* Data lines:
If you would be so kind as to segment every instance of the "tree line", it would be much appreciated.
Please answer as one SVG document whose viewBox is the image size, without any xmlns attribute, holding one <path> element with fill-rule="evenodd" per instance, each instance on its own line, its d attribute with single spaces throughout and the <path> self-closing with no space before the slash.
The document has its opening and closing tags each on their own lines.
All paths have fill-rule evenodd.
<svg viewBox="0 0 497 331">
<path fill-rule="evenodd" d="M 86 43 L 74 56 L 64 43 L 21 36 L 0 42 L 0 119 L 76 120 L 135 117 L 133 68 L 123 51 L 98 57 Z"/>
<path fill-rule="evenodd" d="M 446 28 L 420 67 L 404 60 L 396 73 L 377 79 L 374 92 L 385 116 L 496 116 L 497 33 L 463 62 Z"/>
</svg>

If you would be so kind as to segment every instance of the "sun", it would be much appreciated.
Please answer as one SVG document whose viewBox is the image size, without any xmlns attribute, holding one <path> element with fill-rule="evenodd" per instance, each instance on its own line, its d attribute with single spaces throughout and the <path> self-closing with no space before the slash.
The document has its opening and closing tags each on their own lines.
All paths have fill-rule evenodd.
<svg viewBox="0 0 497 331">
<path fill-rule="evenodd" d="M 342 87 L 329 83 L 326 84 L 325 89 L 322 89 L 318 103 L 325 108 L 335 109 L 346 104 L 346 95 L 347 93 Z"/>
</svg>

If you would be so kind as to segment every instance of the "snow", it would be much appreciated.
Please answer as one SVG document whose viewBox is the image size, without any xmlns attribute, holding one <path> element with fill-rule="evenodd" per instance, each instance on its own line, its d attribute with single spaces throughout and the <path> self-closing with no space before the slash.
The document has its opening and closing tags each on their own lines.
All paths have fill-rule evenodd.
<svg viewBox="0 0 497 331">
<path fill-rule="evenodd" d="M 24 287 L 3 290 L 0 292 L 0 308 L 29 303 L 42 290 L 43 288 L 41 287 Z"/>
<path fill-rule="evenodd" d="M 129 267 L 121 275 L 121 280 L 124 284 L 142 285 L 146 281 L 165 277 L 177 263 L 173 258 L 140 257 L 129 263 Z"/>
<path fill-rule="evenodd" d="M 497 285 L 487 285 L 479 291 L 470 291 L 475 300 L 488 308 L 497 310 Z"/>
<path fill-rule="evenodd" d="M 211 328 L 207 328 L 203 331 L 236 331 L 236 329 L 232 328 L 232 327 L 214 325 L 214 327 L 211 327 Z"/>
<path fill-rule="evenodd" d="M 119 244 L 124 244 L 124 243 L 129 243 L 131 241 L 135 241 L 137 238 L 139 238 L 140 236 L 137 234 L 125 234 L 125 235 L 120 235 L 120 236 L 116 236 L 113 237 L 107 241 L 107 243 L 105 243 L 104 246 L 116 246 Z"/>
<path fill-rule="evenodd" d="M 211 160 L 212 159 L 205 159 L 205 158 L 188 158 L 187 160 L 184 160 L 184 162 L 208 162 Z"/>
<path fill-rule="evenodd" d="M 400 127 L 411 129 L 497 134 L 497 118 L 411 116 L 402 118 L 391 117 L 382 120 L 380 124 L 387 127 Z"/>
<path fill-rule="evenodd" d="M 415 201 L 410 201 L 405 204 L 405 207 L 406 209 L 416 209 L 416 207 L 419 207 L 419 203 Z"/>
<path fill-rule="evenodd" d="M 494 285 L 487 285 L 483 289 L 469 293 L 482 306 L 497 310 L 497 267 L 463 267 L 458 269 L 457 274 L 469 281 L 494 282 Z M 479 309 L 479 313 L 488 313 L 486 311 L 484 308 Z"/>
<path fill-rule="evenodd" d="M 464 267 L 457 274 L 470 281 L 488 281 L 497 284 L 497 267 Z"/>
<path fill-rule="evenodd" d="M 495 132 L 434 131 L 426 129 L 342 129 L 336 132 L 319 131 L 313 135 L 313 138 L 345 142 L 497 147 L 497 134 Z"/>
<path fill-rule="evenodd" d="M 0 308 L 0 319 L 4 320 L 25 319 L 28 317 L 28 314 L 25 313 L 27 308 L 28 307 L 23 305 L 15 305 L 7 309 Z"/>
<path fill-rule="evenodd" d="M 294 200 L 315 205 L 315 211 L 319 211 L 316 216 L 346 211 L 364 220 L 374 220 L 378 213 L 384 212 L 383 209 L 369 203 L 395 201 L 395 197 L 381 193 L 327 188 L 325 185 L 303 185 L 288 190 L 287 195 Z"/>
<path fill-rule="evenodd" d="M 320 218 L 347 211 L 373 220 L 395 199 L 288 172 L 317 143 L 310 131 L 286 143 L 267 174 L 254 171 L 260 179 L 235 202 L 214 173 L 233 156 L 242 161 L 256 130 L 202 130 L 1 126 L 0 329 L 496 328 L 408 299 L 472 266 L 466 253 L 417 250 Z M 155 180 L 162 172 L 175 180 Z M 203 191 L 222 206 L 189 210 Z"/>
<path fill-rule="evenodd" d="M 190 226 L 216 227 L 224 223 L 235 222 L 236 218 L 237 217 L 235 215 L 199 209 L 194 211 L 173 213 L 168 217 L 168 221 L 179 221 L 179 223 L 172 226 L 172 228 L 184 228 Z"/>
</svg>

* Goal: List every line of the records that contains the word "appreciated", copying each line in full. Case counts.

* Exercise result:
If you would be so kind as to segment every instance of the "tree line", it would be much appreciated.
If you would be so kind as to segment every instance of the "sun", it would be much appreciated.
If you would be so kind as to segment every instance of the "snow", it would be much appreciated.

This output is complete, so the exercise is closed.